» Source document
D. Coury's Appeal to the Planning Commission

Coury appealed the Planning Division's approval of the application to the Planning Commission. Coury argued the CEQA exemption was inapplicable, CEQA exceptions applied, and the project would increase traffic in an area already highly congested, which was inconsistent with the Marin Countywide Plan.

In May 2015, the Planning Commission held a hearing on the appeal and voted to uphold the Planning Division's approval. In its resolution, the Planning Commission found the project was categorically exempt from CEQA because "[t]he existing building located at the project site has been continuously used as a grocery store since 1954 until 2011." The Planning Commission stated "[t]he approved land uses for the project site have been a grocery store, in addition to other ancillary neighborhood serving uses, such as a dentist's office, a cleaner, a nursery, and a restaurant." The Planning Commission found "the project entails the remodel to an existing structure and new signs that would not add any new floor area to the project site, and would not result in any potentially significant impacts to the environment."

With regard to Coury's concerns about the impact on traffic, the resolution stated "the Department of Public Works - Land Division (DPW) . . . determined that a traffic study was not required for the project because the development was proposed on a parcel that was previously approved for similar uses." Indeed, traffic studies were not required for five prior use and design review applications associated with the site "as those projects did not [intensify] the uses on the project site." The Planning Commission's denial of Coury's appeal was unanimous.

E. Coury's Appeal to the Board of Supervisors

Coury appealed the Planning Commission's decision to the Board of Supervisors ("the Board"). Coury argued the historic use permit had expired, and the Commission should have required a new use permit. In a letter submitted by his attorney, Coury argued that even if "DeLano's was grandfathered as a legal nonconforming use," the new Good Earth market was not covered by that use because it includes "food preparation and customer seating areas . . . - in essence, a restaurant." Coury argued the "unusual circumstances" exception to a CEQA exemption applied based on "the location of the project" in "a heavily congested area," and Coury also argued the Good Earth market had the potential to increase congestion.

Coury faulted the Planning Commission for failing to consider whether the project was consistent with the Countywide Plan's Transportation Element. Coury complained that "no consideration at all was given to the traffic generation potential of the new store," even though "the proposed Good Earth Market expands the uses at the site from the prior DeLano's IGA Grocery store and its predecessors." Coury submitted a letter prepared by a licensed California traffic engineer, who concluded, based on data associated with the Good Earth market in Fairfax, that "a good Earth Natural Foods Market generates substantially more trips than a typical neighborhood grocery store/supermarket, with differences on the order of 40-128% higher."

After the hearing, the Board issued a resolution finding "insufficient bases to overturn the Planning Commission's decision." The Board found the 2014 renewal of the building's use permit was valid, and even without it, the 1984 use permit had no expiration date. In response to Coury's argument that the Good Earth market was an "expanded use" that required a restaurant permit, the Board stated: "The Development Code categorizes a grocery store under the definition of a Retail Store, General Merchandise and does not further distinguish between different retail type uses or the production and services that are available for purchase at the store. The majority of the grocery store use would be dedicated to the retail sale of products consistent with a grocery store use. It is also not uncommon for grocery store[s] to offer organic and prepared foods. Examples include Safeway, Trader Joe's, Whole Foods, Paradise Foods, Woodland's Market, etc. As such, the Good Earth Natural Foods use is consistent with the definition of a grocery store."

» Your instructions
Answer these questions using the passage on Coury's appeals:
1. According to the Planning Commission's resolution, in what year did the continuous use of the existing building as a grocery store begin?
2. By what range did the traffic engineer conclude that trips generated by a Good Earth Natural Foods Market exceed those of a typical neighborhood grocery store/supermarket?
3. Under what definition does the Development Code categorize a grocery store, according to the Board?

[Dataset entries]
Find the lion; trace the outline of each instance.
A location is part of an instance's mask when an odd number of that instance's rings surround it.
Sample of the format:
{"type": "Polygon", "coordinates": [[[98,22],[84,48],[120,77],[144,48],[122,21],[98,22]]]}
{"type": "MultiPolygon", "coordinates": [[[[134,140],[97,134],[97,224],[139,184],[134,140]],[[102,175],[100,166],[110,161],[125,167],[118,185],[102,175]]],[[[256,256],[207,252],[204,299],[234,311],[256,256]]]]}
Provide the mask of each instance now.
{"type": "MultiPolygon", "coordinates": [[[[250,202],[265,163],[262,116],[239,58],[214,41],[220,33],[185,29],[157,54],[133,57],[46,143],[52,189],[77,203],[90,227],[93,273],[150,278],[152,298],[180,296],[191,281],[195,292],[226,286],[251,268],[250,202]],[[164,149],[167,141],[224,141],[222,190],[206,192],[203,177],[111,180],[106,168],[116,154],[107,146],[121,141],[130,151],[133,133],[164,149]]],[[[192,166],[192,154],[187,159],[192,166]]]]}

» Answer below
1. 1954
2. 40-128% higher
3. Retail Store, General Merchandise